───── QUOTED PASSAGE ─────

So, there’s your bit of history and your prophetic call.  I appreciate you hanging in there, because now the rubber meets the road.  Ultimately, neither John the Baptist nor Jesus Christ came to clarify concepts for us.  They came to offer us a choice.  This prophet, and our Savior, each came proclaiming, “Repent, for the kingdom of heaven is at hand” (Matt 3:2, 4:17).  Now, that’s not exactly news.  Preachers calling for repentance is not groundbreaking stuff.  But here is some news, and it is good:  Your repentance, your choosing to turn toward righteousness and justice – this isn’t just your personal ticket out of unquenchable fire, though it is that, too.  It’s also where your life finds its meaning.
Let me give you an example, a story we celebrated just last Sunday.  In the Jewell Room after the 10:15 service, we honored the 100th birthday of parishioner Jean Dooley Peterson.  Most of us probably know her as Ann Hyde’s mother, and the two of them sit up here near the front at 10:15.  What you may not know is that Jean Peterson earned a doctorate in psychotherapy and religion, and she worked for years as a family therapist, improving people’s lives and honoring their inherent dignity at every turn.  Several years ago, she decided she wanted to be confirmed, and I got to know her in that process.

─────

=== INSTRUCTIONS TO FOLLOW ===
Reproduce word for word the part of the sermon passage starting with "So, there’s your" and going on through "finds its meaning.".

───── RECORDED INFORMATION ─────

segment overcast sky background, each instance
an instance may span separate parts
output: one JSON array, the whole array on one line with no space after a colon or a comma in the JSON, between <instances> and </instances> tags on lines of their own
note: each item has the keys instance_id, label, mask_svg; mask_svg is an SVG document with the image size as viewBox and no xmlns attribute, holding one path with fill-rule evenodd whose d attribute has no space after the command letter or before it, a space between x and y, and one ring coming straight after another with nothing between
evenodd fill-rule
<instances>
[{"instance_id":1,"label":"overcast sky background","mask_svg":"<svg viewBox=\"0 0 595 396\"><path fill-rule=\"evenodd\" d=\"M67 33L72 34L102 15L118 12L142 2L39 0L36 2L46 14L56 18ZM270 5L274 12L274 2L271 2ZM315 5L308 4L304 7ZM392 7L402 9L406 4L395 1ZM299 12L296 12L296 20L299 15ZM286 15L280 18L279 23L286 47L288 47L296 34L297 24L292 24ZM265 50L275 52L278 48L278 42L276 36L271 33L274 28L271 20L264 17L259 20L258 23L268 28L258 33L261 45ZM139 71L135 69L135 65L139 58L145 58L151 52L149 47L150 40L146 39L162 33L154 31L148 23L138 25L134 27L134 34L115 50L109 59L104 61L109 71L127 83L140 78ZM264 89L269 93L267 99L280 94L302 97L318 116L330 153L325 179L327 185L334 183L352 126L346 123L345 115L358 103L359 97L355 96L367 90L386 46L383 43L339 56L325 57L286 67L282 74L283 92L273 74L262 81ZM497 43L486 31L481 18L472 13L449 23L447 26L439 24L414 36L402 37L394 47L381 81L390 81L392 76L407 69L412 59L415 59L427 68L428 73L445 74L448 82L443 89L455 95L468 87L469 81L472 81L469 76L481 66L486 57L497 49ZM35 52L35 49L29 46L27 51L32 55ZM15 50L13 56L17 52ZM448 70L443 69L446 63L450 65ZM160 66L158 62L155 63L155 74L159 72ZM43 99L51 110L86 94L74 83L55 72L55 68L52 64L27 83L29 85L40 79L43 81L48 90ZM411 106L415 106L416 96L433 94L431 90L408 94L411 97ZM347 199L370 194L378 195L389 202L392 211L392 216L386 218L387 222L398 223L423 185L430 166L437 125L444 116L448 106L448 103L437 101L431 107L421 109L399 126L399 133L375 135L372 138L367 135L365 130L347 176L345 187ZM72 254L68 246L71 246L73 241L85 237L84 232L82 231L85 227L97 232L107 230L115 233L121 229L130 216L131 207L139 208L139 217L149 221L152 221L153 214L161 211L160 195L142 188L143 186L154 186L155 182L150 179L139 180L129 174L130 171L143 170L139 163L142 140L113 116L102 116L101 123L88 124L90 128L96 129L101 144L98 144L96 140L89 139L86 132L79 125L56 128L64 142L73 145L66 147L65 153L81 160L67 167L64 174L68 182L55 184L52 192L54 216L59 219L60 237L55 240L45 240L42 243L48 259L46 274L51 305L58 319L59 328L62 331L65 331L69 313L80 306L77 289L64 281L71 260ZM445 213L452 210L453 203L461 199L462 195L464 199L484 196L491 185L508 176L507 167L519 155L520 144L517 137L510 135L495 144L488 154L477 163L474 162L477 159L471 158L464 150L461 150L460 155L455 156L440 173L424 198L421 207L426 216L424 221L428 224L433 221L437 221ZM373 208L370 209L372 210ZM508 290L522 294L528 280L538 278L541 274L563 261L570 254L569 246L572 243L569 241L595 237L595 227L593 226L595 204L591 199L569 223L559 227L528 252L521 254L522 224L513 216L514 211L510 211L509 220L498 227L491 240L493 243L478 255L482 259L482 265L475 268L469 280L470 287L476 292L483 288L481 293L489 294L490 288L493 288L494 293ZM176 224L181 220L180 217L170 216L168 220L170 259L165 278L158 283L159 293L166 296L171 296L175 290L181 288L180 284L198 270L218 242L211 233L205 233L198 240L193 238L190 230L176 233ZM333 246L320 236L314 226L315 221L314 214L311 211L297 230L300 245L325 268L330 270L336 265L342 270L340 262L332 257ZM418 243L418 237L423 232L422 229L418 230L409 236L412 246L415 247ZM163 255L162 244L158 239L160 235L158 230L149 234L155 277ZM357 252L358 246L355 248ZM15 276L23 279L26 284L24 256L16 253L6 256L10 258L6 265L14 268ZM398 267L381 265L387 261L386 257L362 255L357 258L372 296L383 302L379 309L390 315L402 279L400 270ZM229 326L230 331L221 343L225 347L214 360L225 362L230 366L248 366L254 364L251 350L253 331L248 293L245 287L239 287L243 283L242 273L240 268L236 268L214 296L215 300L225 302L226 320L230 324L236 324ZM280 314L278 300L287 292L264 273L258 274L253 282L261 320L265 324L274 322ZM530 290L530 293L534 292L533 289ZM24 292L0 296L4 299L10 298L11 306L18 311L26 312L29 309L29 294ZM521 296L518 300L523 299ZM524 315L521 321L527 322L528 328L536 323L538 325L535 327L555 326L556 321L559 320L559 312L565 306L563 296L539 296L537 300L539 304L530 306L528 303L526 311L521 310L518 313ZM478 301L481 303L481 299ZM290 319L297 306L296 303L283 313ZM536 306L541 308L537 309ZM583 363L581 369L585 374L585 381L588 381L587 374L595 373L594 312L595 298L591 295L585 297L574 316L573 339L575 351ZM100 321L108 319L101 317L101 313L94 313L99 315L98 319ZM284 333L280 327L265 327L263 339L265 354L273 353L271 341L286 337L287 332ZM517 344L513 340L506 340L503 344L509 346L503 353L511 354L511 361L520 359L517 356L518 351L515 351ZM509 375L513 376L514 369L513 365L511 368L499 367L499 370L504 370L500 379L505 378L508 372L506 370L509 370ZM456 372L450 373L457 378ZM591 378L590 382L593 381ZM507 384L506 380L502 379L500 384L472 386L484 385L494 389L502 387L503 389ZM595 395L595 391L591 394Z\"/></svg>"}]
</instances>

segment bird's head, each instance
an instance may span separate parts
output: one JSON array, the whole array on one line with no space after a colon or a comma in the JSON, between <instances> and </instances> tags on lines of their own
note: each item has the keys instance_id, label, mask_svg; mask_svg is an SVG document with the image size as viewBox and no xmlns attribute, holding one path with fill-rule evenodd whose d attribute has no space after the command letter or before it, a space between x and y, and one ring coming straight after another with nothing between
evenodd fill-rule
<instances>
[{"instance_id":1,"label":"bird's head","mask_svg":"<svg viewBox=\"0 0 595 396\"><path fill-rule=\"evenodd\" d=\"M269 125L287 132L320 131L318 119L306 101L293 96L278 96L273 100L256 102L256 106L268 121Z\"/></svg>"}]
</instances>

─────

=== WRITTEN REPLY ===
So, there’s your bit of history and your prophetic call.  I appreciate you hanging in there, because now the rubber meets the road.  Ultimately, neither John the Baptist nor Jesus Christ came to clarify concepts for us.  They came to offer us a choice.  This prophet, and our Savior, each came proclaiming, “Repent, for the kingdom of heaven is at hand” (Matt 3:2, 4:17).  Now, that’s not exactly news.  Preachers calling for repentance is not groundbreaking stuff.  But here is some news, and it is good:  Your repentance, your choosing to turn toward righteousness and justice – this isn’t just your personal ticket out of unquenchable fire, though it is that, too.  It’s also where your life finds its meaning.